- **TEXT PROVIDED**:
───
# Tivi to Laptop Via Fying Lead



## flotzie (Nov 30, 2006)

Can I do this with say a scart to S-Video Lead. Then can I watch my progs on laptop?


----------



## verses (Nov 6, 2002)

The S-video port on a laptop is normally an output-only port. So unless you have a very fancy laptop that can receive input on the s-video port then you'll not be able to do this.
The other alternative is to buy a TV decoder card that can plug into the laptop, these usually only have an RF input but depending on the pennies you're willing to spend I would expect you can get them with other inputs too.

Cheers,

Ian


----------



## mikerr (Jun 2, 2005)

You now have the problem of getting an ANALOGUE tv card, or usb.

Most new ones are digital freeview receivers, so can't take a video input.

http://www.ebuyer.com/UK/product/8976 would be ok though, for £27


----------



## flotzie (Nov 30, 2006)

That's great guys. If I bought this http://www.ebuyer.com/UK/product/8976 what leads would I then need? Can I just use an RF lead from Tivos RF output and plug it into the card?
Your right , my S-video is only TV out only


----------



## flotzie (Nov 30, 2006)

What one of these USB 2.0 would be best for simply watching Tivo progs on my laptop via a flying RF lead?

http://www.ebuyer.com/UK/product/74755/product_info

http://www.ebuyer.com/UK/product/79322/product_info

http://www.laptopsdirect.co.uk/Hauppauge-WinTV-USB2-TV-Tuner-1027/version.asp


----------



## DeadKenny (Nov 9, 2002)

The £27 one has an RF socket. On the ebuyer listing, click on More Images and you can see the sockets on the box. The £44 has an RF socket also. There are no images for the other on ebuyer and I can't get to laptopsdirect's site.
───
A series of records
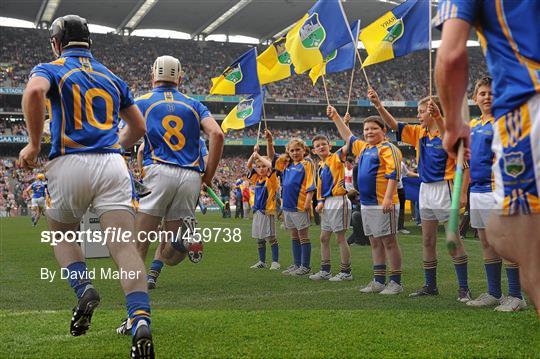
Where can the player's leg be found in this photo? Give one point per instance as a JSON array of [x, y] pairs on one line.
[[324, 273]]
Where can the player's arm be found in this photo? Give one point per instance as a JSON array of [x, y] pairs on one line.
[[383, 112], [343, 130], [215, 148], [33, 106], [135, 129], [451, 74]]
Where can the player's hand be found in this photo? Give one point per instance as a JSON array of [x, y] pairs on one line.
[[387, 205], [332, 113], [373, 97], [28, 156], [453, 135]]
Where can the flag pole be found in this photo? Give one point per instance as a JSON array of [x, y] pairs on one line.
[[325, 91]]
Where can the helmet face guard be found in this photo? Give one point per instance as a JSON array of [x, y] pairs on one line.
[[69, 30]]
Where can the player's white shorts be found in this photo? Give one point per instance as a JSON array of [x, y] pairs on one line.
[[175, 191], [435, 201], [38, 202], [378, 224], [516, 144], [481, 206], [336, 215], [263, 226], [77, 181], [296, 220]]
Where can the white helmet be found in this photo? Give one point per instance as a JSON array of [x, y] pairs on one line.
[[167, 68]]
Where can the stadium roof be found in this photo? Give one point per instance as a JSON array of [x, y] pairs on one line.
[[260, 19]]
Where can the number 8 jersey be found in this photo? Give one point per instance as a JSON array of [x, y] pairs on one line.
[[85, 101], [173, 125]]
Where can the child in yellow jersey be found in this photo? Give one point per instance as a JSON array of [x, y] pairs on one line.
[[379, 164], [334, 207], [436, 171], [264, 208], [298, 186]]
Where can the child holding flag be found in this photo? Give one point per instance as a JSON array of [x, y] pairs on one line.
[[379, 164]]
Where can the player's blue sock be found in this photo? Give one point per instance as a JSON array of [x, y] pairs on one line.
[[379, 273], [77, 274], [297, 252], [138, 306], [306, 254], [514, 286], [395, 275], [460, 263], [430, 273], [325, 266], [493, 275], [262, 252], [275, 252]]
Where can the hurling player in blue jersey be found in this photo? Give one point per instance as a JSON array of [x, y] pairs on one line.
[[37, 188], [173, 163], [86, 168], [506, 30]]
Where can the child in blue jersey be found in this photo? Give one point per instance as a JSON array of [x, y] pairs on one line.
[[297, 190], [378, 174], [263, 229], [334, 207], [436, 171], [482, 203], [38, 189]]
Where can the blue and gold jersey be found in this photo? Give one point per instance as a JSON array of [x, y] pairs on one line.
[[506, 30], [265, 192], [173, 125], [331, 177], [297, 180], [377, 164], [434, 165], [85, 101], [38, 189], [481, 155]]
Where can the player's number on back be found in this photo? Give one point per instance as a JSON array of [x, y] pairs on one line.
[[90, 97], [173, 137]]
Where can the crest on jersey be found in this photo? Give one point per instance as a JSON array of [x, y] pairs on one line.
[[282, 54], [244, 109], [312, 33], [233, 74], [514, 164], [395, 32]]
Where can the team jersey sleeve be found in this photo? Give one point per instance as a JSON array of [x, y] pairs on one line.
[[456, 9], [356, 146], [391, 157]]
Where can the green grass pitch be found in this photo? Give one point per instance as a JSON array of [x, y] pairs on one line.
[[221, 308]]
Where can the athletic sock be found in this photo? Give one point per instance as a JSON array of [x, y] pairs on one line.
[[514, 286], [430, 273], [77, 274], [379, 273], [138, 307], [460, 264], [493, 276]]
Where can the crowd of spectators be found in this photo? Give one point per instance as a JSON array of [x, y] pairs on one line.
[[131, 58]]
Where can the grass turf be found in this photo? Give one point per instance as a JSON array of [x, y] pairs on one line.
[[221, 308]]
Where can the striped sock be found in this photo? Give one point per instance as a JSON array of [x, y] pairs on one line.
[[325, 266], [493, 276], [379, 273], [460, 264], [395, 275], [430, 273], [514, 286]]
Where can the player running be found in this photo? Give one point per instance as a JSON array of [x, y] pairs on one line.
[[86, 168], [38, 188]]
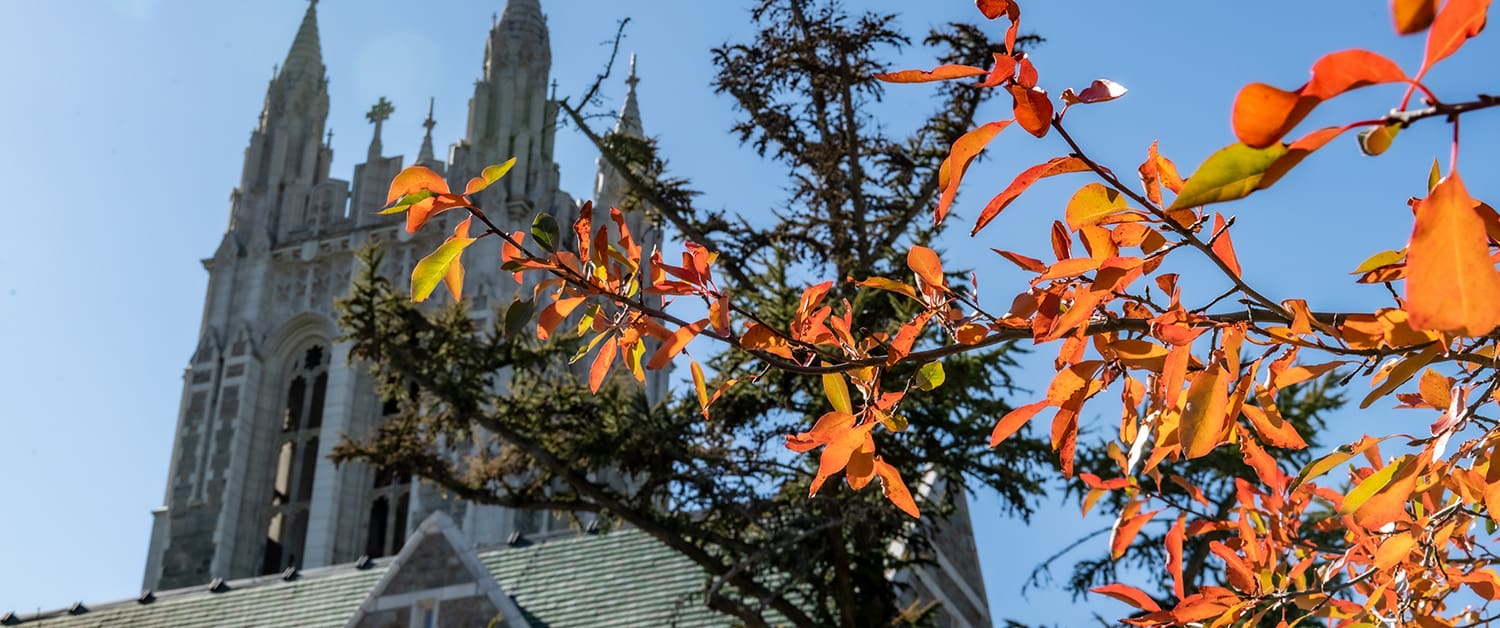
───
- **STATED GOAL 1**:
Decide whether each statement agrees with the thread about connecting TiVo to a laptop. Answer yes or no for each, and quote the thread's deciding words. (a) A laptop's S-video port is normally output-only. (b) Most new TV cards are analogue. (c) The £44 one lacks an RF socket.
- **STATED GOAL 2**:
Answer these questions from the thread about connecting TiVo to a laptop:
(a) What input do TV decoder cards for a laptop usually have?
(b) What price is given for the card at http://www.ebuyer.com/UK/product/8976?
(c) What should be clicked on the ebuyer listing to see the sockets on the box?
- **STATED GOAL 3**:
Please copy the thread about connecting TiVo to a laptop word for word. Begin at the words "That's great guys." and stop after "flying RF lead?".
The items are separate material from the thread.

- **CORRECT RESPONSE 1**:
(a) Yes: "The S-video port on a laptop is normally an output-only port."
(b) No: "Most new ones are digital freeview receivers, so can't take a video input."
(c) No: "The £44 has an RF socket also."

- **CORRECT RESPONSE 2**:
(a) Only an RF input.
(b) £27.
(c) More Images.

- **CORRECT RESPONSE 3**:
That's great guys. If I bought this http://www.ebuyer.com/UK/product/8976 what leads would I then need? Can I just use an RF lead from Tivos RF output and plug it into the card?
Your right , my S-video is only TV out only


----------



## flotzie (Nov 30, 2006)

What one of these USB 2.0 would be best for simply watching Tivo progs on my laptop via a flying RF lead?